● Instructions:
1/ In the passage on the Frameshifts series, where does learning occur?
2/ Carry on the passage about the Frameshifts series from its last sentence.

● Document text:
Shifts of consciousness:
The FRAMESHIFTS Series
I believe that we learn our way out of our dilemmas. Messy decisions, heart-stopping grief, ridiculously selfish leaders—all take our attention from what most concerns us: our next breath.
Breathless, anxious, and hurried, we find our ways when we turn obstacles into challenges, our wreck-sites into studios—all by a shift of mind, a frameshift.
Frameshifts was a practice before it was a fiction. Human beings can see beyond the worlds and wounds they have created. They have imagination–but, as Mark Twain said, you can’t “depend on your eyes when your imagination is out of focus.” Every frameshift is a change of magnitude, scale of observation, viewpoint, and metaphor. To shift frames frequently is to overcome the provisional ideas we have about ourselves, the way things are, and the way to tell the story. There’s nothing wrong with provisional truths as long as we don’t settle for them.
That’s what the Frameshifts series is about. Transforming consciousness like the Shift Network of Stephen Dinan? Yes, but not the way you may think. No sermon, screed, tract, self-help book, or manual of arms for the new millennium, Frameshifts are stories—a history and a vision, but told through stories in prose and verse:
Stories about a quiet deal made by a city councilman unaware of the lethal consequences; about a young Air Force officer’s choice between career and corruption; about how the suicide of a young gay teacher draws friends and enemies into a tangle of betrayals; about the slander, Joe-job and murder of an activist, and stories about a strange theocratic community, its technology, and its Supreme Prophet.
Left with the debts of a husband who invested in start-ups as if he were ordering pizza toppings, June Brightman could only stare at the wreckage of her life until she met Harry Pettiford. That’s when her perspective began to shift.
Everyday shifts of view, slight changes of routine, learning something new, taking on a new duty or responsibility, small acts of resistance to authority—frameshifts.
If consciousness evolves, it is because we pay attention to the resistances in our lives—and to our dreams. Learning occurs at the pressure points.

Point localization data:
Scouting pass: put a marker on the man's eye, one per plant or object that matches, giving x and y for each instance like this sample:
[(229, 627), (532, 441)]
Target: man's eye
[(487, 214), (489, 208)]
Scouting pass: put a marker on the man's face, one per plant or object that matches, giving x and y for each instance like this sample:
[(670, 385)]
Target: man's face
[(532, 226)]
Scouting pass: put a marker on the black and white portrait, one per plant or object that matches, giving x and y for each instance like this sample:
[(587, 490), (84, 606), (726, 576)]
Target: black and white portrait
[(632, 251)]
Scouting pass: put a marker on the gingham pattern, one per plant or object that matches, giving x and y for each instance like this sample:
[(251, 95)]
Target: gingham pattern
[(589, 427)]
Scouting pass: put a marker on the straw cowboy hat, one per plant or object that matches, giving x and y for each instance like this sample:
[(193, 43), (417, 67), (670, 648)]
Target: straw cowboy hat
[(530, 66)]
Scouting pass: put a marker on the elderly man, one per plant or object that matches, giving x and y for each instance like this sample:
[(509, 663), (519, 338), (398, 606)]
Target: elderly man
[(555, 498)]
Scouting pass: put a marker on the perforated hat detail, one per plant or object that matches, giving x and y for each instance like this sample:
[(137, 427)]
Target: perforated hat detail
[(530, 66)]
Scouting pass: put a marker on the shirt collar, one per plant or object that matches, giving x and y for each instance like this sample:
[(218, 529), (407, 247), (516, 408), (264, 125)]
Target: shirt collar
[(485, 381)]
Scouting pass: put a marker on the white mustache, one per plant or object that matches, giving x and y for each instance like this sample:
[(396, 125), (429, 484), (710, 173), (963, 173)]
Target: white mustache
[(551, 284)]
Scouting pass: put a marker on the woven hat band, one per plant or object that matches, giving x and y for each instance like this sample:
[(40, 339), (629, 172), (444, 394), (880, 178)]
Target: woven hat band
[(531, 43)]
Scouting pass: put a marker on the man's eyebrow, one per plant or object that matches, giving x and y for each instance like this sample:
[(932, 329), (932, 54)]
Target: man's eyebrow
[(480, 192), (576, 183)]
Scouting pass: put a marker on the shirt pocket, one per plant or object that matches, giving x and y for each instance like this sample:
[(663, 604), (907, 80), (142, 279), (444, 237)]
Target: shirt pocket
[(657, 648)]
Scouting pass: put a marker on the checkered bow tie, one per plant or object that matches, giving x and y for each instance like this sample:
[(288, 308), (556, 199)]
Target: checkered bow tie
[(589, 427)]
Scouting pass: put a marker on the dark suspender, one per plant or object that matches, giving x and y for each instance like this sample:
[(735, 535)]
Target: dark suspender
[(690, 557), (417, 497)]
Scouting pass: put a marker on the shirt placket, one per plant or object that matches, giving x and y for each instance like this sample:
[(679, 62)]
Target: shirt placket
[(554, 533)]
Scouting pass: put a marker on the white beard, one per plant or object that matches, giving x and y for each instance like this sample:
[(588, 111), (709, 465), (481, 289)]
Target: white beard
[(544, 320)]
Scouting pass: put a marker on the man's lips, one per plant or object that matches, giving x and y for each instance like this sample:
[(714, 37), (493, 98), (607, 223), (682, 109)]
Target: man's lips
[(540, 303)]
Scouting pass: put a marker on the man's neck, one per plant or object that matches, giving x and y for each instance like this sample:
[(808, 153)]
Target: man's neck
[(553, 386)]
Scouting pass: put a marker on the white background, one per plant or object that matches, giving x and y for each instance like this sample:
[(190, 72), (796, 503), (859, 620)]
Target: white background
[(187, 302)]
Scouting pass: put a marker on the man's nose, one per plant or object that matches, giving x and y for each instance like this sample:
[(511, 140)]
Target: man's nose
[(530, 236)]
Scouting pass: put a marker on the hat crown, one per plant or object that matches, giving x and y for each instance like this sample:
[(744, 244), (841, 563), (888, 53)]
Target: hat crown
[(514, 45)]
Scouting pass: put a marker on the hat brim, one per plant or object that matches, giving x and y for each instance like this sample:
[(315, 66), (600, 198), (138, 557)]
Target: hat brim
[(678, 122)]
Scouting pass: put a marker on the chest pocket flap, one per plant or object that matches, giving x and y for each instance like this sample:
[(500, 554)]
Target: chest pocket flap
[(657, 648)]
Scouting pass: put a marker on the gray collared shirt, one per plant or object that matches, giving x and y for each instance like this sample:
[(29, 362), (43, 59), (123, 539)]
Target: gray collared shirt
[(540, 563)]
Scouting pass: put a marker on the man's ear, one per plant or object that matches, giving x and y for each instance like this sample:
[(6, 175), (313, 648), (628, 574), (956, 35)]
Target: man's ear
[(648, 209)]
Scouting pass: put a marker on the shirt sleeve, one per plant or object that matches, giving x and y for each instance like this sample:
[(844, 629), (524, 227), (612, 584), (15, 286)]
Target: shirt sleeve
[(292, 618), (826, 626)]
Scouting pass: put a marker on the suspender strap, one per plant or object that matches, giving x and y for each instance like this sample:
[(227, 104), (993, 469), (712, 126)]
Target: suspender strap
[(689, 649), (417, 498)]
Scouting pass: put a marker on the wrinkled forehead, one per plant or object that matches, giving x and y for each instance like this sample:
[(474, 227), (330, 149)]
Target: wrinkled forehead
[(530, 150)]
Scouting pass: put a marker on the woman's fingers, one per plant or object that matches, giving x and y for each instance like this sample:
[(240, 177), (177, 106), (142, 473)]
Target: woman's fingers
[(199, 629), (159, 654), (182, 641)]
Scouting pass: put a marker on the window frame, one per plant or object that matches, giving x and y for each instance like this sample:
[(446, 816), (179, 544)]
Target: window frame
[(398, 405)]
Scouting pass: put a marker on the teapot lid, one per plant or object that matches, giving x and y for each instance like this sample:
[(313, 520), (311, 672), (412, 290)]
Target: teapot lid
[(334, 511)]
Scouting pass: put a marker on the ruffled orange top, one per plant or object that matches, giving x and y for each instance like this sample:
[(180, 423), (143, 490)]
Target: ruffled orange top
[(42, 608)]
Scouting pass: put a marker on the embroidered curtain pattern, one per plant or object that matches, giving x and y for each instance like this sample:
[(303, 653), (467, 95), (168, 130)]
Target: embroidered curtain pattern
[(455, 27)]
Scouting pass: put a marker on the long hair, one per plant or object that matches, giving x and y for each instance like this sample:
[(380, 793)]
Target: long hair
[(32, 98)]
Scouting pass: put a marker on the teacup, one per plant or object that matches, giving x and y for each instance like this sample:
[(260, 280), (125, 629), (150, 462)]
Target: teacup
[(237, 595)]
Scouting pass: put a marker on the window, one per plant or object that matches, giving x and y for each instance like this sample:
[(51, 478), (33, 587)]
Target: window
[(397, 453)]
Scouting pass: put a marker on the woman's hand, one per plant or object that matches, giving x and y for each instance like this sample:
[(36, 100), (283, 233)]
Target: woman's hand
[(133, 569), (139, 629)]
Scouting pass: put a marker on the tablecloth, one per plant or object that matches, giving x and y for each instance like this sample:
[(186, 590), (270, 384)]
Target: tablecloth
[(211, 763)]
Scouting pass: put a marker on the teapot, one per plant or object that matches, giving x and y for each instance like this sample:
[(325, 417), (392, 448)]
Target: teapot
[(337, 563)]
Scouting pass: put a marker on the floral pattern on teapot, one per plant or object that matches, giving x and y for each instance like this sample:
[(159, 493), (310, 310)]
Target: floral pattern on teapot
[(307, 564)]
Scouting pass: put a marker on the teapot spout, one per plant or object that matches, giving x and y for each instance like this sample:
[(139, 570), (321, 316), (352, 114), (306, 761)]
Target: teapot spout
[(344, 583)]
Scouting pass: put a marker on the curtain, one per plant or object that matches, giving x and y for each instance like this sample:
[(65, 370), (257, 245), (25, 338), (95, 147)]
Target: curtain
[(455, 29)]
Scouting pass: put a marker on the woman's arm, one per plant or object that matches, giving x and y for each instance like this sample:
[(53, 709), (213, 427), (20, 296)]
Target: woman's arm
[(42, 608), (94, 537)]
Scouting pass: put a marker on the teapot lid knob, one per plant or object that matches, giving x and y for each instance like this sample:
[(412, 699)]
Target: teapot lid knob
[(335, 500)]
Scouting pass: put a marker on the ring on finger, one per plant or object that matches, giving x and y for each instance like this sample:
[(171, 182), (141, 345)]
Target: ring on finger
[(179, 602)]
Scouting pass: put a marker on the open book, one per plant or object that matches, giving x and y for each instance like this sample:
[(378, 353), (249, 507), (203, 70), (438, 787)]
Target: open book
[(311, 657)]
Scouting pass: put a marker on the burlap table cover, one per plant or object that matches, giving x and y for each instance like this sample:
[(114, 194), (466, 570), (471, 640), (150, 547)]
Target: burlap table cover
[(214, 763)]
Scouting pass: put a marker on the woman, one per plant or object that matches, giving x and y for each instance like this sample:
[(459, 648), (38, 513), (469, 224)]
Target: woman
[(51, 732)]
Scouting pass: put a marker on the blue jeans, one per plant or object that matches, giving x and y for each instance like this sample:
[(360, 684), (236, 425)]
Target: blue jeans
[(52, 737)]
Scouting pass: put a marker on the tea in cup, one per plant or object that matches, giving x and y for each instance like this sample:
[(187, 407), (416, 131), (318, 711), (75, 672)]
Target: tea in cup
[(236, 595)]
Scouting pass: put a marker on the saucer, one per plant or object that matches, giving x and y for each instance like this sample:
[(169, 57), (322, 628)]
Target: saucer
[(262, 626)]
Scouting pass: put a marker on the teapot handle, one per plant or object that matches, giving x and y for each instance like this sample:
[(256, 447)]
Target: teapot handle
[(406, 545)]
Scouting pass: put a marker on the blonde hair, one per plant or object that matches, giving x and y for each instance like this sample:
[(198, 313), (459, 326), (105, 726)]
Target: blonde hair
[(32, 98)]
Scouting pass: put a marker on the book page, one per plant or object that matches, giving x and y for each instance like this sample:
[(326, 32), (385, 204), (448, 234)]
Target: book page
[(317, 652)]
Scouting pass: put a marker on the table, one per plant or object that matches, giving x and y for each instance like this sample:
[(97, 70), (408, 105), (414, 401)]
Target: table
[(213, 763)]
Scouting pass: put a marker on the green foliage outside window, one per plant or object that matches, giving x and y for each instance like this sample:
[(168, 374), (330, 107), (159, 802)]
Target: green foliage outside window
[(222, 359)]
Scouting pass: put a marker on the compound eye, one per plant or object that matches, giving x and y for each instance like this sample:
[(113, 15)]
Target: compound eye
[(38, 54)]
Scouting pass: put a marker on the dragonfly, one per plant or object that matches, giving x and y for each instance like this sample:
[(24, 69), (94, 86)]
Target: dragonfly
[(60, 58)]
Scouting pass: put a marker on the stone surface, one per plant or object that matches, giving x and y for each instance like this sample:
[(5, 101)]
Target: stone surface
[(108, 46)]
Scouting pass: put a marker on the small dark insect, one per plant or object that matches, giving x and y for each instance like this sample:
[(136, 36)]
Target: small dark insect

● Per-task answers:
1/ At the pressure points.

2/
Caught between his wife’s need for 24-7 nursing care and his disappearing retirement income, Harry Pettiford leaves Roanoke to live with his aged aunt near Alexandria so that he can do public relations for a politician struggling to retain his seat on the city council. When the councilman is murdered, the pressure on Harry closes like a vise.
Like all good survivors, the characters in the Frameshifts learn to work with what they have—a bit of science, a potted plant, a poem, a math theorem, a few pieces of gravel from the malpais lands of New Mexico. They put their imaginations to work. For readers, each story is a different kind of discovery, each a different genre, each a different journey, each with a slightly different cast of characters. But there’s more.
The stories add up to something—a larger story that had been going on all along in the background. This is the story that the eccentric Hank Randall discovers at the end of his own rope, or, as he puts it, “at the other end of my arm.” But the full story doesn’t become clear until Hank begins living in a different scale of reference, like what Charles Yu describes as living in a “science fictional universe.”
The stories in Frameshifts are for readers open to a path that twists through mysteries, suspense, philosophy, poetry, history, military escapades, dramatic dialogues, letters, lectures, adventure, fictional memoirs, science fiction, dystopia, and political intrigue. Whether you want a whodunit, a lost missile launch code, the sinister results of the petty politics of town councils and school boards, genetic engineering gone awry, or a utopian reform of agriculture and society that seems almost too perfect, then these stories are for you.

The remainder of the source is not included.